• _Tarefa a cumprir_
Prossiga com o texto abaixo sobre aprender a preparar quibe em casa, começando logo depois da última frase dele.

Como já contei pra vocês, minhas famílias têm origens árabes. Morando em Barcelona há mais de dois anos, fiquei sem os almoços da minha mãe e sem as visitas ao Lagash — deli árabe tocada pelas minhas tias em Brasília. Logo, fui obrigada a pôr em prática um plano que se arrastava há anos: o de aprender a cozinhar tal receituário. Quem mora fora sabe como é.
Juntos, aqui na newsletter, já fizemos coalhada, homus, tabule, arroz bi’sharieh (ou arroz com macarrãozinho), frango com especiarias e molho de tahine e berinjelas assadas com cebola frita. Hoje dou mais um passo nos meus (e nos nossos) aprendizados: quibe. Achei que seria muito atrevimento começar de cara com o quibe cru (kibbeh nayyeh), já que o da minha mãe é perfeito. Aliás, vocês também têm receio de se aventurar em receitas que sua mãe, pai ou alguém da família faz com maestria?
Carne pode adicionar uma camada de complexidade a algumas receitas, ainda mais quando crua. Que corte usar? Está limpa o suficiente (leia-se: sem nada de gordura)? Há de se achar a proporção certa de trigo para carne (que é bem diferente entre as receitas árabes originais e as nossas no Brasil), moer todos juntos adicionando cebola e hortelã, sendo que eu nem tenho moedor de carne. A maioria das pessoas não tem moedor de carne!

• _Dados fornecidos_
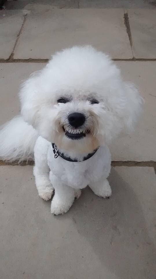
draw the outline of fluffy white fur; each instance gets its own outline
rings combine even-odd
[[[54,214],[66,212],[87,185],[98,196],[110,196],[107,178],[111,155],[106,145],[122,131],[131,131],[142,100],[135,87],[123,81],[110,58],[90,46],[57,53],[23,84],[19,97],[21,116],[4,125],[0,132],[1,158],[27,159],[34,146],[37,188],[47,201],[54,188]],[[69,101],[58,103],[61,97]],[[93,99],[99,103],[92,104]],[[63,128],[74,130],[68,118],[73,112],[85,115],[81,128],[89,131],[77,140],[68,138]],[[55,159],[52,142],[66,156],[79,161],[100,147],[90,159],[74,162],[60,156]]]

• _Resultado do exercício_
Juntando todas essas questões à redução no consumo de proteína animal, mirei num quibe vegetariano e acabei acertando em um vegano — que sorte! Fato é que, buscando por receitas de quibe de batata em português, 100% das respostas vieram em forma de quibe assado. Resolvi me embrenhar numa internet mais profunda e é uma pena eu não saber falar árabe — das aulas que fiz por um ano, só me restou a musiquinha do alfabeto. Ainda assim, achei coisas muito legais que me levaram a esse Kibbet batata.
Em casa, quibe sempre teve carne. Então, essa não é uma receita familiar que vem sendo passada de geração para geração, mas espero que passe a ser de mim em diante. Falta só a minha filha de três anos, hiperseletiva, passar a gostar de qualquer tipo de batata que não seja frita.
Até a próxima news,
Lena
*Expressão árabe que pode ser traduzida como “fácil como um copo de água”, o equivalente ao nosso “mamão com açúcar”. (Fonte)
QUIBE DE BATATA (KIBBET BATATA)
O quibe é comido em toda região levantina, mas é considerado um prato nacional da Síria e do Líbano. O mais conhecido é o feito com carne e trigo, servido cru, assado ou frito. Mas variações com peixe, batata e abóbora são ótimas pedidas. Inclusive, o de abóbora já está no meu radar para uma edição futura.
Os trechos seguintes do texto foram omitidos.